■ TEXTO
'''

São Paulo, quarta-feira, 17 de julho de 1996
Texto Anterior | Próximo Texto | Índice

Tiro aos alvos

JANIO DE FREITAS

Todo pretexto é bom, na cúpula do governo, para aferroar os seus fantasmas, sejam eles reais ou imaginários. A procura de maneiras de fazê-lo, ainda que apenas miudinhas, pode exigir até complicados malabarismos administrativos, ou deixar evidências comprometedoras, contanto que a investida ou a vindita seja sentida.
O ato de nomeação de um reitor de universidade, por exemplo, transforma-se, ao passar na engrenagem dos que compõem a intimidade palaciana, de ato apenas administrativo em ação de combate político. É o que acaba de ser confirmado, tratando-se do reitor da Uni-Rio.

'''

■ DADOS
'''

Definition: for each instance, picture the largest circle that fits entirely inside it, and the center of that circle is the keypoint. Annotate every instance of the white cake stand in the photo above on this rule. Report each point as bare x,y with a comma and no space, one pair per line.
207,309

'''

■ TAREFA
Transcreva do texto, sem nenhuma alteração, a parte que vai de "Todo pretexto é" até "vindita seja sentida.".

■ SOLUÇÃO DO EXERCÍCIO
Todo pretexto é bom, na cúpula do governo, para aferroar os seus fantasmas, sejam eles reais ou imaginários. A procura de maneiras de fazê-lo, ainda que apenas miudinhas, pode exigir até complicados malabarismos administrativos, ou deixar evidências comprometedoras, contanto que a investida ou a vindita seja sentida.